REQUIREMENT: Copy out everything from the line containing "of the rippled" down to the end of the items below, changing "sample" to "template" wherever it appears and leaving all other text as it is.

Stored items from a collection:
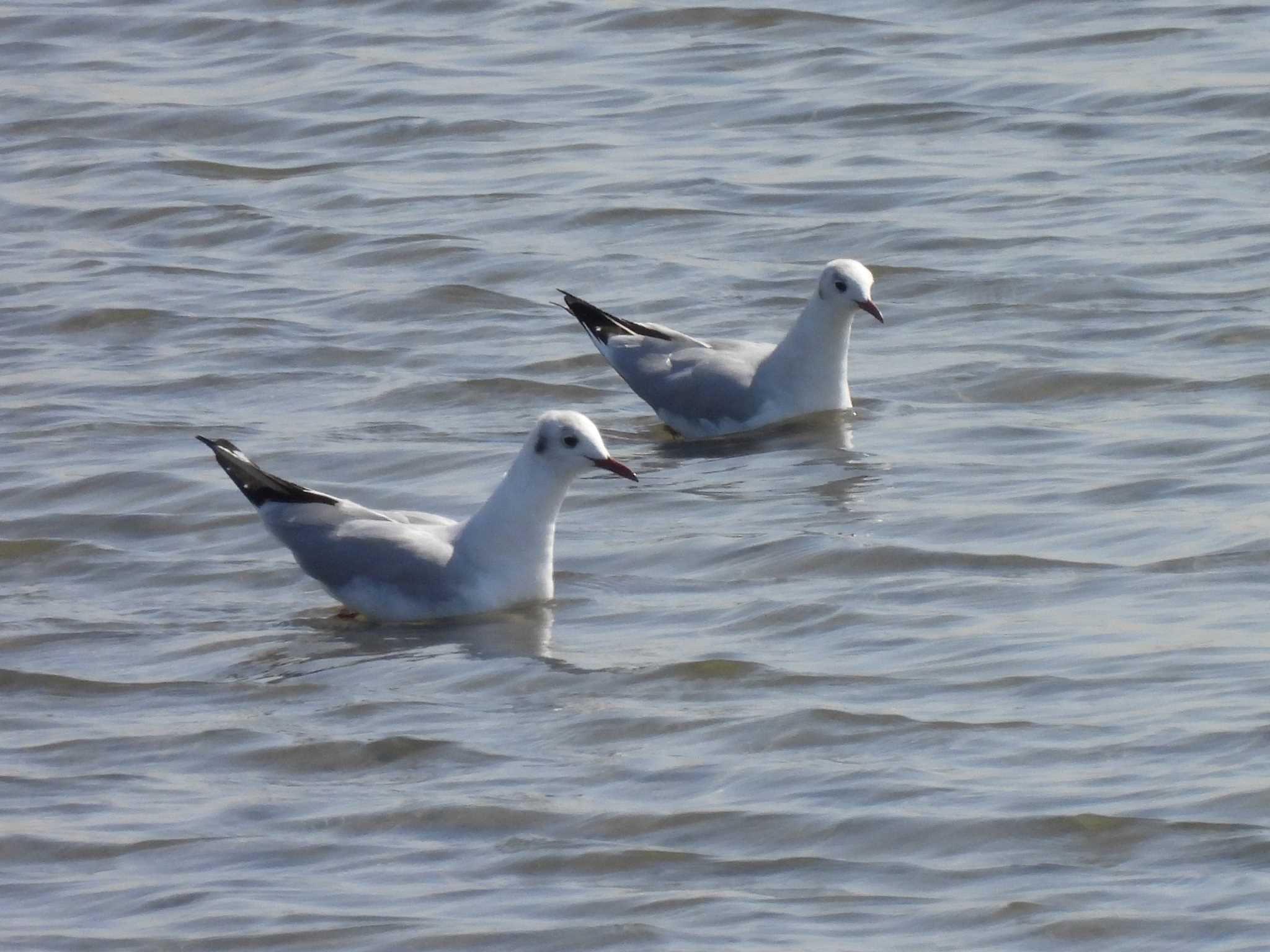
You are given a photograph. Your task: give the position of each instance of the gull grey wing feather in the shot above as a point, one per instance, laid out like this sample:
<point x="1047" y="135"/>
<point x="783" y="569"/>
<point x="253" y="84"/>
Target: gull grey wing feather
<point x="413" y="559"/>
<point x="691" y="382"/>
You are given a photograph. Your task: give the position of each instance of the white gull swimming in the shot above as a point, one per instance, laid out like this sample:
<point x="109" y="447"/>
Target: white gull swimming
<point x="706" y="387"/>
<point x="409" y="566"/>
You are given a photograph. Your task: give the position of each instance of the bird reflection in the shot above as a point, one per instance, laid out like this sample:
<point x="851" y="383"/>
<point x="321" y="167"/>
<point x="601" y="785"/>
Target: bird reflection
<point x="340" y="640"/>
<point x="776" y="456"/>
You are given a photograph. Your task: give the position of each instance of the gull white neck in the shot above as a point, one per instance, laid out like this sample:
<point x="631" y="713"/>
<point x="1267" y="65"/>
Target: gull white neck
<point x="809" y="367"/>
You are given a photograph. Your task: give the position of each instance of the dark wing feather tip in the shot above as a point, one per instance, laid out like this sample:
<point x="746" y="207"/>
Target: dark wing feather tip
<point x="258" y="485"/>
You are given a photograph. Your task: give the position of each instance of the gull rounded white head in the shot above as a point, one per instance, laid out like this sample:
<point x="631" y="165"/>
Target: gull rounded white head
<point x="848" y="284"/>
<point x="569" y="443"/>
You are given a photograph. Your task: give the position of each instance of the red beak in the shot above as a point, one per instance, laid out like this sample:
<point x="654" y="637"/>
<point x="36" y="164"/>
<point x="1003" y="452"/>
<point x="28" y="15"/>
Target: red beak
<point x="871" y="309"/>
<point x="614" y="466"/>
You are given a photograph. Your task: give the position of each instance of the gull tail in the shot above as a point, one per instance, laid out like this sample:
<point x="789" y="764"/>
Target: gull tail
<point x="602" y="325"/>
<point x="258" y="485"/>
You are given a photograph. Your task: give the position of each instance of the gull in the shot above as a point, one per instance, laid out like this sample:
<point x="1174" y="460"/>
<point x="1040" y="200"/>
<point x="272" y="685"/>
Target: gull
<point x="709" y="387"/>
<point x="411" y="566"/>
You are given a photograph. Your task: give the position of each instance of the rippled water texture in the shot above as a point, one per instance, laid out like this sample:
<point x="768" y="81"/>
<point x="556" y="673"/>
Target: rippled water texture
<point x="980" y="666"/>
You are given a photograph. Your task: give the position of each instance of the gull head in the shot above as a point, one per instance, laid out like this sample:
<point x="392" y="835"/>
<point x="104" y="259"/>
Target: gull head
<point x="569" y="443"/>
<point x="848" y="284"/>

RESPONSE BELOW:
You are given a photograph. Your task: give the position of each instance of the rippled water texture in the shot above as a point, one per instance, laid out like this template:
<point x="768" y="81"/>
<point x="556" y="673"/>
Target: rippled water texture
<point x="980" y="666"/>
You are given a photograph. Your task: give the position of each instance of the gull head in the shot above as a point, one per instance, laid out like this template:
<point x="392" y="835"/>
<point x="104" y="259"/>
Target: gull head
<point x="569" y="443"/>
<point x="848" y="284"/>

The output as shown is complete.